Items from a labeling collection
################
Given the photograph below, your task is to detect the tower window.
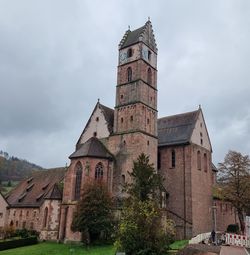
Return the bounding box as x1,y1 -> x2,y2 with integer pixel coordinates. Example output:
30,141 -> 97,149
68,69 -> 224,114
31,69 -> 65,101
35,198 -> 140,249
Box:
147,68 -> 152,85
203,153 -> 207,172
127,67 -> 132,82
171,150 -> 175,168
127,48 -> 133,58
95,162 -> 103,180
197,151 -> 201,170
148,50 -> 151,61
75,162 -> 82,200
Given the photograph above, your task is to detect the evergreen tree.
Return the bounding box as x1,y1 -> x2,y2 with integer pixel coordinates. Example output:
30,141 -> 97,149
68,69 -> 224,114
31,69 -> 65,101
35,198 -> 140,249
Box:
71,181 -> 113,243
219,151 -> 250,233
115,154 -> 174,255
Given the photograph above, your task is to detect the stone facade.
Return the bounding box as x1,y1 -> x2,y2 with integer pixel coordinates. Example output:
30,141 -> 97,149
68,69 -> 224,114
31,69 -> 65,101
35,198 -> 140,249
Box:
0,21 -> 240,242
0,192 -> 8,229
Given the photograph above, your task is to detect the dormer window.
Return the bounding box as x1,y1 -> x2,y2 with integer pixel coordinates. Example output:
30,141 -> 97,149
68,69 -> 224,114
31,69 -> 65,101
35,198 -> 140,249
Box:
127,48 -> 133,58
################
▶ _SHORT PROBLEM_
Can you write out all of the material above again, requests included, shifting every bounding-box coordinate in the answers up by 94 and keeping the numbers in the requests and their sample outputs as they are? Leave the pictures out of your answer.

▶ _EXERCISE SOLUTION_
Given the photograph below, your task is to detect the tower window.
Return the bounding box as x1,y1 -> x2,y2 with integer pixel coordinates. Example output:
30,141 -> 97,149
68,69 -> 224,114
31,69 -> 65,101
35,198 -> 140,249
Box:
241,162 -> 246,179
297,247 -> 301,266
221,161 -> 226,176
265,244 -> 269,262
221,142 -> 227,152
189,256 -> 197,274
291,245 -> 295,264
242,144 -> 245,155
169,256 -> 176,294
Given the photograph above, your task is to detect the evergreen tree.
Return the bounding box as x1,y1 -> x2,y2 with integer pixel coordinates. Example output:
30,141 -> 97,149
68,69 -> 224,114
31,69 -> 65,101
35,198 -> 140,249
Box:
165,275 -> 207,337
313,245 -> 344,327
209,248 -> 268,349
Given the photograph above, your task is to detect the stone facade.
Return the bounding box as x1,y1 -> x2,y2 with integer pixel coordinates. Example output:
30,141 -> 97,149
68,69 -> 224,114
31,69 -> 65,101
35,198 -> 140,249
Box:
94,115 -> 334,336
94,286 -> 102,323
Given the photograph above, your task is to detect the dormer window.
Return the bounding box as x1,y1 -> x2,y2 with integer pixel coordinates. Example output:
30,141 -> 97,149
68,69 -> 224,114
31,69 -> 65,101
35,198 -> 140,249
Box:
221,142 -> 227,152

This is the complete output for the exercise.